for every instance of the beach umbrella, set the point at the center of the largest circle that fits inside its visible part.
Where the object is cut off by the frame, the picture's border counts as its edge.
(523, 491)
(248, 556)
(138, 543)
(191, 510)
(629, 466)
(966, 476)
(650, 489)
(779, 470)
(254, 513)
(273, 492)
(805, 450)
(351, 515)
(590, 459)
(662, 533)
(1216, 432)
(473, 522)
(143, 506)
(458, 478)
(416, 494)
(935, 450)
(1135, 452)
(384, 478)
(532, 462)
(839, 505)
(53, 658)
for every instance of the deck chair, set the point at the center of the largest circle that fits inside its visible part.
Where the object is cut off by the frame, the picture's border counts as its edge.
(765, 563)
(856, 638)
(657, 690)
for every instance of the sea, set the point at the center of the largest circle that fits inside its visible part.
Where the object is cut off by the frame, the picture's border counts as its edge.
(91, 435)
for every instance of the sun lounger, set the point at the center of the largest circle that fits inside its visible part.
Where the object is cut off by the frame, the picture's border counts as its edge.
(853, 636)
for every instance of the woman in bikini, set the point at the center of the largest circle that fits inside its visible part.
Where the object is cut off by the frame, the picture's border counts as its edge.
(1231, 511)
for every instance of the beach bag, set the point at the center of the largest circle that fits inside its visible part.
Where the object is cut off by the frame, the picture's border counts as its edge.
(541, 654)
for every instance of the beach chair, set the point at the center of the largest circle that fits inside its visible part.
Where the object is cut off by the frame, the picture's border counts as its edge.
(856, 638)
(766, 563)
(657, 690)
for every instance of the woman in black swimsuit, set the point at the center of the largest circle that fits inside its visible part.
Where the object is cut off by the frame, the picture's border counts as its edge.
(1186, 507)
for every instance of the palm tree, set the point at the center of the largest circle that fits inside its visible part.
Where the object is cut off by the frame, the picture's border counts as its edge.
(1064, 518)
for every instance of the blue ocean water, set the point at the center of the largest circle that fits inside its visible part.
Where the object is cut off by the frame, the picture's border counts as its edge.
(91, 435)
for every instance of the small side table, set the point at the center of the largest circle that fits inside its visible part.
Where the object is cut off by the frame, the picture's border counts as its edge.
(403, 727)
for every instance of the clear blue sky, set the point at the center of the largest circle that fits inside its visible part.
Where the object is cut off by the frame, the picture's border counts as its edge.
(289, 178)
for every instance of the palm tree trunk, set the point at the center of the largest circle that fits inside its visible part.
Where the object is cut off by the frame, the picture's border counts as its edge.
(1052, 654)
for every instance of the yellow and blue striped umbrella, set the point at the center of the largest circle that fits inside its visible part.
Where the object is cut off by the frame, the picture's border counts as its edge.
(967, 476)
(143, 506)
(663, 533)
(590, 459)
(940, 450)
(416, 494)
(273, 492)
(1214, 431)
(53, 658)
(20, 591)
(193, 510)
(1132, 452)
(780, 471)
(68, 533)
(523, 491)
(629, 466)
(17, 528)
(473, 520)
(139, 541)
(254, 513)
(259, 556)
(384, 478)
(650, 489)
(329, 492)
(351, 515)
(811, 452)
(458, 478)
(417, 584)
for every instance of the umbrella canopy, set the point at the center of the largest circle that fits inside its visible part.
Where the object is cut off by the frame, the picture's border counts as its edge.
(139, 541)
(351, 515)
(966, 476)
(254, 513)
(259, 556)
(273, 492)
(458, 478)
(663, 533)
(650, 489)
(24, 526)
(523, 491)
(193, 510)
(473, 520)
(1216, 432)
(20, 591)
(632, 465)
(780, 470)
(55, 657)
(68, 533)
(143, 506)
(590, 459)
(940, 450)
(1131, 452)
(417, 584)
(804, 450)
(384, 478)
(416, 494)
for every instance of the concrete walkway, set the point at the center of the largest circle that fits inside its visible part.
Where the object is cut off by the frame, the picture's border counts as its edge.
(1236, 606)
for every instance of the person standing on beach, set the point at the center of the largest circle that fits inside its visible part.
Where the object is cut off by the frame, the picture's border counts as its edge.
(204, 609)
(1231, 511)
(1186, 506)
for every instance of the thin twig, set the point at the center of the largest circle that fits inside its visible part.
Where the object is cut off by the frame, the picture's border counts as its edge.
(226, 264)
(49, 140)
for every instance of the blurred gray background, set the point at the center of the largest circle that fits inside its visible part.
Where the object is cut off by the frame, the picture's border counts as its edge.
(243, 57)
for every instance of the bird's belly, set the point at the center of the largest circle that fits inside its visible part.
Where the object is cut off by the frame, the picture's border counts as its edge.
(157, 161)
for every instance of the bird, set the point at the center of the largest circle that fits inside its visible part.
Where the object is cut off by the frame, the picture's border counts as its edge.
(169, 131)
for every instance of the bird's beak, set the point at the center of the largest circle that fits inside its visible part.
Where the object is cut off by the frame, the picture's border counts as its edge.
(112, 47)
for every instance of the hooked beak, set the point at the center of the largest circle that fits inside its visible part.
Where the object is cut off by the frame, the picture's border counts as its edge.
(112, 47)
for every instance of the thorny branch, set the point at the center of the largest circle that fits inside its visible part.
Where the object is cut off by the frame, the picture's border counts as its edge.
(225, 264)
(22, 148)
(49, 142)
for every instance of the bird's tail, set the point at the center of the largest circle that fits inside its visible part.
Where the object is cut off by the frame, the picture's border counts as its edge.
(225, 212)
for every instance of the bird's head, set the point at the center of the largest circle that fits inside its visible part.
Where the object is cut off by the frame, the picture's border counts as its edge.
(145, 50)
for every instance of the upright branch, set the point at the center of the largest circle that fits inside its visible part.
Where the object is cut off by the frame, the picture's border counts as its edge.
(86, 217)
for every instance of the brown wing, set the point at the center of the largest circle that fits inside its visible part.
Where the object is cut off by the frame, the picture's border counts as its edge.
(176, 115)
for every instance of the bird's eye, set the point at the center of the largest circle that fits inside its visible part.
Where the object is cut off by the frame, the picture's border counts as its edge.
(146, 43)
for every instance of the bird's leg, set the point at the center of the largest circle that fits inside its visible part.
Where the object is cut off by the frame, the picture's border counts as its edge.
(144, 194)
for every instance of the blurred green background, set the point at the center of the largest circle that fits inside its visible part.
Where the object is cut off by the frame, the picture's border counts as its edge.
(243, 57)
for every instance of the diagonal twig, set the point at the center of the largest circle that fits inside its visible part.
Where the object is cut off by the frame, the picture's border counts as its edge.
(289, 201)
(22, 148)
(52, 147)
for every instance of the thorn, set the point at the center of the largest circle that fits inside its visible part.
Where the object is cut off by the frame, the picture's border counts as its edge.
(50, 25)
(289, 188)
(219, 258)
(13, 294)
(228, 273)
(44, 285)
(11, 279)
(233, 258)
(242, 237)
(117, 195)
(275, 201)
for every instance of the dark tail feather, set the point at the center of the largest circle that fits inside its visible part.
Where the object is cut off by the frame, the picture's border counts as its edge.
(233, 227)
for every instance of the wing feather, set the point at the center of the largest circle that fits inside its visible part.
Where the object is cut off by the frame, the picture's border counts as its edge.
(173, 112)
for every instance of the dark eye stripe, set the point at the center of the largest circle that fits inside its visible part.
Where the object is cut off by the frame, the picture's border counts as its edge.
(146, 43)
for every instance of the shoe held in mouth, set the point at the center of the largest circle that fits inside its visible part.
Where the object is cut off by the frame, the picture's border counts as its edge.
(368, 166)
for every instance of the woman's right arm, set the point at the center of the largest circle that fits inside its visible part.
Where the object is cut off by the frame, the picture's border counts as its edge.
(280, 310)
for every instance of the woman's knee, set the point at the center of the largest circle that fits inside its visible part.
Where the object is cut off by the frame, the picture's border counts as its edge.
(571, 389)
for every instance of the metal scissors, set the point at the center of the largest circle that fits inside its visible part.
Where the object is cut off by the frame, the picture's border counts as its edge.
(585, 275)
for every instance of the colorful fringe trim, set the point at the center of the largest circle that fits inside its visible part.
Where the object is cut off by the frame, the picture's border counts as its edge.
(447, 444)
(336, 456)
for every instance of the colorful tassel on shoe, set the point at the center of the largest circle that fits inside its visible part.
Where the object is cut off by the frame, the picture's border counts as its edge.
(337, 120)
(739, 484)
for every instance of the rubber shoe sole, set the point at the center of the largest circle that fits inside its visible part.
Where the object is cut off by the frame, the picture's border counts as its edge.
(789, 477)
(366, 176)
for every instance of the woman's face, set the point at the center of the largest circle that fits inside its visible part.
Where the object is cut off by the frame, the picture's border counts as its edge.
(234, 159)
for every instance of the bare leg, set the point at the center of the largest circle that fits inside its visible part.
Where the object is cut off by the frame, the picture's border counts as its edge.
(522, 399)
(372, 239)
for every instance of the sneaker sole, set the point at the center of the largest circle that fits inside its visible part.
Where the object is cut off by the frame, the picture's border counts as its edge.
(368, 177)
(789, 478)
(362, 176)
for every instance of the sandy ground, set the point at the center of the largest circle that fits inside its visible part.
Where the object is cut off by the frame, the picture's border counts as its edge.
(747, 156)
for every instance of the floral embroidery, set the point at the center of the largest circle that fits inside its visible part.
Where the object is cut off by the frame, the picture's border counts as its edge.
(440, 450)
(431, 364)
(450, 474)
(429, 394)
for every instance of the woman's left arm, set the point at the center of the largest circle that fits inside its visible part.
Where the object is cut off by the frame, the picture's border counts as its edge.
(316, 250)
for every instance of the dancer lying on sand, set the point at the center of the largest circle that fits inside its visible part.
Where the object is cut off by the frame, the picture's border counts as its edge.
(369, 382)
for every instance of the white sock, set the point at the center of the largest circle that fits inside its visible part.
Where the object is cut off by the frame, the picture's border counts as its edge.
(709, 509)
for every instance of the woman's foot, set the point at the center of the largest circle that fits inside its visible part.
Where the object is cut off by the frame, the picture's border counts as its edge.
= = = =
● **Work to complete**
Within the records above, each line containing "colorful" is to be returned.

● **Answer to this problem**
for every instance of the colorful fringe trim, set the point at the center of the largest circle that fits inside its visible part.
for every instance of the colorful tassel on shoe, set the point at the center of the largest circle that fits inside its visible part.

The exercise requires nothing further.